===== Listed records

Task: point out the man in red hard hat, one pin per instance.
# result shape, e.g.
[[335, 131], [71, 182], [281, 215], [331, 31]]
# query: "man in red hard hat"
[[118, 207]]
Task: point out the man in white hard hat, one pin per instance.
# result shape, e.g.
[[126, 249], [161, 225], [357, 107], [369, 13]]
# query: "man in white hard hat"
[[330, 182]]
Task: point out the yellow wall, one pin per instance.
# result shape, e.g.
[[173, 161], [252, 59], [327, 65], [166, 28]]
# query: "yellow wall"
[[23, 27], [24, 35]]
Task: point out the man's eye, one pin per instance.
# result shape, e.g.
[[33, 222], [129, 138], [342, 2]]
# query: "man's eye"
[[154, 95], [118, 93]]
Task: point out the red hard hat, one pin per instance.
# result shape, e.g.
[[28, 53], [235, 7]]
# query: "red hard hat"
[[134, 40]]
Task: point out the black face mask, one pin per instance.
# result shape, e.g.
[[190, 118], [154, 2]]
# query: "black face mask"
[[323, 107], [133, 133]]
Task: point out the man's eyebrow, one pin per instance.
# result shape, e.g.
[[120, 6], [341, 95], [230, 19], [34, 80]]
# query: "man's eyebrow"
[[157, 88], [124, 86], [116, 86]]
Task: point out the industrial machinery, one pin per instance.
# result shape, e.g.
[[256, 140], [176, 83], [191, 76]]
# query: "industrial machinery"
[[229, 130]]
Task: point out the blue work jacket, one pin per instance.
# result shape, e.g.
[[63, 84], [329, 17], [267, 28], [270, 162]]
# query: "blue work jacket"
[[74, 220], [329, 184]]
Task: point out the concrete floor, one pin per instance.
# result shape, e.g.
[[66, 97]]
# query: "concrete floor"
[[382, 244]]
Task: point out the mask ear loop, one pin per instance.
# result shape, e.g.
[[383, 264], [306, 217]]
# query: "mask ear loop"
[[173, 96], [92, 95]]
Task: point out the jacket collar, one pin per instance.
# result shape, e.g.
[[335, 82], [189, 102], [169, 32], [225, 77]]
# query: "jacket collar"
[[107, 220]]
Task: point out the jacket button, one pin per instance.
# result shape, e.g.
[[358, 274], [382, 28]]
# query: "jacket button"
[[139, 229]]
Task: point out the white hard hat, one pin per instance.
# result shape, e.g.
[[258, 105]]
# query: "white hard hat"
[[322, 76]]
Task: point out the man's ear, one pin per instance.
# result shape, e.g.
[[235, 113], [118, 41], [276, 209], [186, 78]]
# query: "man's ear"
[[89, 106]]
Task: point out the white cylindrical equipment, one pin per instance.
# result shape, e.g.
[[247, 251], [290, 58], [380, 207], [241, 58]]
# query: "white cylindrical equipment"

==========

Your objective:
Restate each of the entries above verbatim.

Result below:
Task: point out the man in red hard hat, one pin per instance.
# result shape, e.g.
[[335, 131], [71, 182], [281, 215], [331, 31]]
# query: "man in red hard hat"
[[118, 207]]
Task: point out the man in white hard hat, one pin per instance.
# result shape, e.g.
[[126, 249], [161, 225], [357, 107], [369, 13]]
# query: "man in white hard hat"
[[330, 182]]
Task: point out the yellow wall, one pin per instance.
# result shape, e.g.
[[173, 161], [252, 59], [327, 65], [166, 28]]
# query: "yellow wall"
[[23, 27], [24, 35]]
Task: point out the man's eye, one pin per instance.
# result shape, e.g.
[[33, 222], [129, 138], [342, 2]]
# query: "man's eye"
[[154, 95], [118, 93]]
Task: point out the red hard hat, one pin per instance.
# result shape, e.g.
[[28, 53], [235, 7]]
# query: "red hard hat"
[[134, 40]]
Task: point out the black face mask, one pin per instance.
# result shape, e.g.
[[190, 118], [154, 2]]
# query: "black face mask"
[[323, 107], [133, 133]]
Task: point out the man's eyebrow, one pin per instance.
# result shape, e.g.
[[120, 6], [341, 95], [230, 19], [34, 80]]
# query: "man's eyebrow"
[[157, 88], [124, 86], [116, 86]]
Task: point out the industrial machinery, one pin per instance.
# result shape, e.g.
[[256, 140], [176, 83], [191, 76]]
# query: "industrial machinery"
[[229, 130]]
Task: point out the blue work jacket, one pin per instance.
# result shape, e.g.
[[63, 84], [329, 17], [267, 28], [270, 162]]
# query: "blue work jacket"
[[74, 220], [329, 184]]
Task: point out the concrete floor, one pin per instance.
# result shape, e.g.
[[66, 97]]
# query: "concrete floor"
[[382, 244]]
Task: point out the mask ear loop, one pin per instance.
# result shape, e.g.
[[383, 264], [306, 217]]
# query: "mask ear loop"
[[173, 96], [92, 95]]
Task: point out the jacket collar, one pin per instance.
# result shape, e.g.
[[335, 82], [189, 102], [169, 32], [225, 77]]
# query: "jacket collar"
[[107, 220]]
Task: point out the jacket button, one pin per instance.
# result shape, e.g.
[[358, 274], [382, 28]]
# query: "jacket button"
[[139, 229]]
Task: point out the white hard hat, one pin per instance.
# result shape, e.g.
[[258, 105]]
# query: "white hard hat"
[[322, 76]]
Task: point out the man's ear, one pin per instance.
# result shape, e.g.
[[235, 113], [118, 41], [276, 209], [186, 78]]
# query: "man's ear"
[[89, 106]]
Task: point out the white cylindrical equipment, one pin per instance.
# result shape, e.g.
[[247, 251], [290, 58], [380, 207], [241, 58]]
# query: "white cylindrical equipment"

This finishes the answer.